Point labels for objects
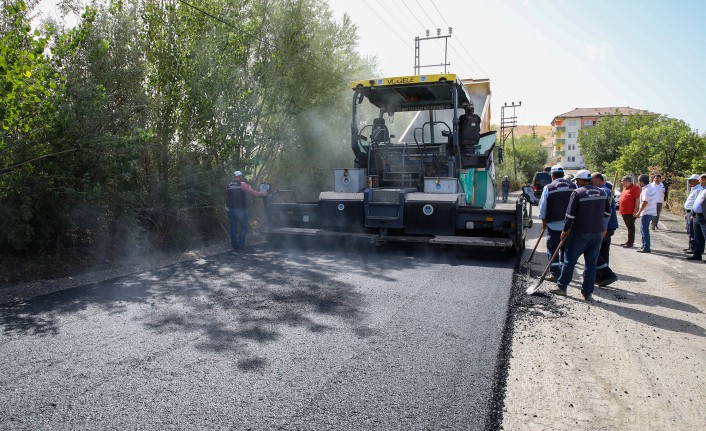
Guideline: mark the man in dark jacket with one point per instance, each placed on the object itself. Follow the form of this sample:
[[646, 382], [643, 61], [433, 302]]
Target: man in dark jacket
[[584, 228], [552, 211], [237, 205], [604, 275]]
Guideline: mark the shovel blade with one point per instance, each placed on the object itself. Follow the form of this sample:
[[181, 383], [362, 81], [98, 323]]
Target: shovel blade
[[532, 289]]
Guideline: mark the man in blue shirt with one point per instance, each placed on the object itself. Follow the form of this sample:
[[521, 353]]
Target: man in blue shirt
[[584, 228], [552, 210], [697, 216]]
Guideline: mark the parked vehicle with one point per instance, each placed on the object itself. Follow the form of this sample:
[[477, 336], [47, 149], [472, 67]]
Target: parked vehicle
[[539, 180]]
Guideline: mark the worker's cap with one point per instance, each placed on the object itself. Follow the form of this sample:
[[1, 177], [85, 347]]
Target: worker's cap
[[583, 174]]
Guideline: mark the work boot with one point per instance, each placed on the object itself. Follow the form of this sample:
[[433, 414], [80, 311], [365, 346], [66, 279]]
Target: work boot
[[558, 291], [608, 280]]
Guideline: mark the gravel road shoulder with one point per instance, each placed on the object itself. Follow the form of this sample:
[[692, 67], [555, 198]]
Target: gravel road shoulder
[[634, 359]]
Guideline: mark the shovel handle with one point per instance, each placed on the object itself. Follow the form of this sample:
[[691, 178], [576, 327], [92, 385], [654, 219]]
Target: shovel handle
[[541, 235], [549, 265]]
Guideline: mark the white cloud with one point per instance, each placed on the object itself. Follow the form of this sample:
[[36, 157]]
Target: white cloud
[[597, 53]]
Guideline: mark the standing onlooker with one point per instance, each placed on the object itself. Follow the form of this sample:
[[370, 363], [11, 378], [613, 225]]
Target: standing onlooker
[[506, 187], [659, 198], [629, 201], [552, 211], [694, 189], [237, 205], [697, 215], [604, 275], [584, 228], [646, 211]]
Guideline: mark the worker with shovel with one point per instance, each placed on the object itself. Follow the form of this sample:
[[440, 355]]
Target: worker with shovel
[[552, 211], [584, 228]]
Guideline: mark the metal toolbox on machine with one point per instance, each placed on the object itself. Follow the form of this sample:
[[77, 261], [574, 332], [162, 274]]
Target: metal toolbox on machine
[[440, 185], [349, 180]]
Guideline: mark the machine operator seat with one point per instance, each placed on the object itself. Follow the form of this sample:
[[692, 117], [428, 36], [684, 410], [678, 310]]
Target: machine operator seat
[[379, 132]]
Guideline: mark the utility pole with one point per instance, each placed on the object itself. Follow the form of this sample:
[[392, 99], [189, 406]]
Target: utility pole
[[509, 123], [417, 39]]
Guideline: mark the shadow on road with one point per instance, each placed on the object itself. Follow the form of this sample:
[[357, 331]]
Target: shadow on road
[[230, 302]]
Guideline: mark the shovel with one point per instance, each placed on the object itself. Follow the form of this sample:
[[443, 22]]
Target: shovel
[[532, 289], [541, 235]]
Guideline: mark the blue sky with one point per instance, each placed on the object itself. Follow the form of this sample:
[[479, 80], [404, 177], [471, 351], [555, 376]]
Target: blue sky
[[553, 56]]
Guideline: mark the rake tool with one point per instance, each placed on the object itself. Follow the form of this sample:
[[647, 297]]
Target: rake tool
[[532, 289]]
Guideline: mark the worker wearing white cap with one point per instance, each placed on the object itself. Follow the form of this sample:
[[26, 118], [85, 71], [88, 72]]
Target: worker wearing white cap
[[697, 215], [584, 228], [237, 206], [695, 188]]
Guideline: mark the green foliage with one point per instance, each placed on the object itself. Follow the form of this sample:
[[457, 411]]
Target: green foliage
[[642, 143], [527, 157], [124, 130]]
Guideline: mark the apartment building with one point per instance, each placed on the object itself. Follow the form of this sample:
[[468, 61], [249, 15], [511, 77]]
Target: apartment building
[[565, 148]]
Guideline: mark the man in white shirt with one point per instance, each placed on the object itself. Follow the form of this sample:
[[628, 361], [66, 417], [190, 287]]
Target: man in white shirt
[[659, 198], [697, 215], [694, 189], [646, 212]]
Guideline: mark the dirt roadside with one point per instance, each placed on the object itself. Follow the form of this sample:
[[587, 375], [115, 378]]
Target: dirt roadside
[[633, 359]]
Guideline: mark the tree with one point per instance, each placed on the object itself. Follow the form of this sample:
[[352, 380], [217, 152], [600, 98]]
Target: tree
[[600, 145]]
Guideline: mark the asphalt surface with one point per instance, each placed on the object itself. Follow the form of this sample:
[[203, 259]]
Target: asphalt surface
[[311, 338]]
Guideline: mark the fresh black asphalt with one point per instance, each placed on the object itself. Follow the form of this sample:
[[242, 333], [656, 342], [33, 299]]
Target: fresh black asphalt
[[316, 338]]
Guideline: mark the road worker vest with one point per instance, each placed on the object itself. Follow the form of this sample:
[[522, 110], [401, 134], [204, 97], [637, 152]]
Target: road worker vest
[[236, 195], [558, 194]]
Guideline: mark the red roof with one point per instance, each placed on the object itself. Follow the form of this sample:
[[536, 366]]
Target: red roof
[[598, 112]]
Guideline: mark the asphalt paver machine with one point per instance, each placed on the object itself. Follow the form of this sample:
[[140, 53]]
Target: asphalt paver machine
[[427, 186]]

CHALLENGE:
Give every line of the records above as a JSON list of strings, one string per line, skipping blank lines. Leave the pictures out.

RESPONSE TO THE EXERCISE:
[
  "Guideline: mark the man in dark jacket with one point per instance, each placed on the object itself. Follow the form of this sample:",
  "[[646, 382], [643, 61], [433, 302]]",
  "Target: man in dark jacket",
  "[[584, 228], [552, 211], [237, 205], [604, 275]]",
  "Guideline: mark the shovel blade with one point per instance, each placed on the object itself. Follow the form of this sample:",
  "[[181, 383], [362, 81], [98, 323]]",
  "Target: shovel blade",
  "[[532, 289]]",
  "Guideline: mark the man in blue shirt with one point per instance, each placed on the object itself. Follow the form of this sample:",
  "[[521, 353]]",
  "Target: man in blue shirt",
  "[[584, 228], [552, 210], [697, 216]]",
  "Guideline: mark the parked vehicle with one point per instance, each placed on the object itself. Follow the form of this sample:",
  "[[477, 336], [47, 149], [472, 67]]",
  "Target: parked vehicle",
  "[[539, 180]]",
  "Guideline: mark the worker's cap with one point per instance, each placed on the object itself. Follow the form of this sample:",
  "[[1, 177], [85, 347]]",
  "Target: worker's cap",
  "[[583, 174]]",
  "Guideline: mark the work boot with one point per instance, each placed on the object itself. Follow the form of this sample:",
  "[[433, 414], [80, 311], [365, 346], [66, 279]]",
  "Target: work boot",
  "[[558, 291], [608, 280]]",
  "Guideline: mark the gravel road shoulder with one point per instance, each placed on the object itself. Follow the form of this sample:",
  "[[692, 67], [555, 198]]",
  "Target: gravel road shoulder",
  "[[634, 359]]",
  "Guideline: mark the shovel handle with one point per instance, each placed on the object itself. Follow the form of this sample:",
  "[[691, 178], [576, 327], [92, 385], [654, 219]]",
  "Target: shovel handle",
  "[[541, 235], [549, 265]]",
  "Guideline: mark the white cloud with one point per instance, each placed on the object itself. Follow the form of this sample:",
  "[[36, 157]]",
  "Target: white cloud",
  "[[597, 53]]",
  "Guideline: mark the standing onlooker with one point per instance, each placed on the object itself. Follow the form of this sample:",
  "[[370, 363], [11, 378], [613, 225]]",
  "Target: standing onlooker",
  "[[506, 187], [659, 198], [629, 201], [552, 211], [694, 189], [237, 205], [697, 215], [604, 275], [584, 228], [646, 211]]",
  "Guideline: mark the worker with shovel with one point per instance, each placed on the object itself. Follow the form of this sample:",
  "[[440, 355]]",
  "Target: worker with shovel",
  "[[552, 211], [584, 228]]",
  "Guideline: mark the metal toolbox on machine with one point per instance, each placed on the object itself. Follow the form of this sample:",
  "[[77, 261], [574, 332], [162, 274]]",
  "Target: metal toolbox on machine",
  "[[440, 185], [349, 180]]",
  "Guideline: mark the machine operator seat with one point per instance, each placed on the object itself. Follow the form of this sample:",
  "[[692, 117], [428, 36], [684, 410], [678, 310]]",
  "Target: machine operator seat",
  "[[379, 132]]",
  "Guideline: mark the utility pole with one point per instance, each placed on the object itself. Follow the form of this sample:",
  "[[392, 99], [189, 406]]",
  "Target: utility pole",
  "[[509, 123], [417, 39]]",
  "Guideline: mark the shadow on road with one point per instance, each placed on the object itself. Follow the form of this sample:",
  "[[357, 331]]",
  "Target: shadow on road",
  "[[230, 302]]",
  "Guideline: mark the shovel with one point per instance, each placed on the object itself. Follow the form of this sample:",
  "[[443, 22]]",
  "Target: shovel",
  "[[532, 289], [541, 235]]",
  "Guideline: mark the blue sky with one point per instance, each placed on the object itself. Follow the form of this sample:",
  "[[479, 80], [404, 177], [471, 351], [555, 376]]",
  "Target: blue sky",
  "[[553, 56]]",
  "Guideline: mark the rake tool with one point per instance, each placed on the object itself. Follow the form of this sample:",
  "[[647, 297]]",
  "Target: rake tool",
  "[[532, 289]]",
  "Guideline: mark the worker wearing white cap with one point per instance, each placed on the object itself. Follow the form of this sample:",
  "[[26, 118], [85, 71], [88, 72]]",
  "Target: worker wearing white cap",
  "[[697, 215], [584, 228], [237, 206], [695, 188]]",
  "Guideline: mark the green foliage with one point per instance, each placed on the object itself. Follow the form of this sample:",
  "[[457, 411]]",
  "Target: green foliage",
  "[[642, 143], [527, 157], [124, 130]]",
  "Guideline: mark the apartment building with one point per instance, each placed on the object itself. Follow the form of this sample:",
  "[[468, 61], [249, 15], [511, 77]]",
  "Target: apartment building",
  "[[565, 148]]",
  "Guideline: mark the man in white shirt with one point per instance, each placed on the object itself. Follow the form of this sample:",
  "[[628, 361], [66, 417], [190, 287]]",
  "Target: man in white shirt",
  "[[659, 198], [697, 215], [694, 189], [646, 212]]",
  "Guideline: mark the dirt roadside with one point per instance, each placed on the object itself. Follow the form of this sample:",
  "[[587, 375], [115, 378]]",
  "Target: dirt roadside",
  "[[633, 359]]",
  "Guideline: mark the tree with one point per instance, each placed on the object itself. Follow the form of this sample:",
  "[[352, 380], [217, 152], [600, 98]]",
  "Target: tree",
  "[[600, 145]]",
  "Guideline: mark the asphalt surface with one point per instance, each placed on the object itself. Follow the form of this sample:",
  "[[203, 259]]",
  "Target: asphalt surface",
  "[[311, 338]]",
  "Guideline: mark the fresh black asphalt with one point per instance, each placed on the object itself. Follow the form of this sample:",
  "[[242, 333], [656, 342], [33, 299]]",
  "Target: fresh black asphalt",
  "[[316, 338]]",
  "Guideline: mark the road worker vest with one point per instance, each placed on the object itself. Follow the form of this sample:",
  "[[522, 110], [401, 134], [204, 97], [637, 152]]",
  "Target: road worker vest",
  "[[236, 195], [558, 194]]",
  "Guideline: mark the red roof with one point per instance, each placed on the object itself. Follow the form of this sample:",
  "[[536, 366]]",
  "Target: red roof",
  "[[598, 112]]",
  "Guideline: mark the asphalt paver machine with one point per instance, each placed on the object itself. Follow the form of this sample:",
  "[[140, 53]]",
  "Target: asphalt paver machine",
  "[[427, 186]]"
]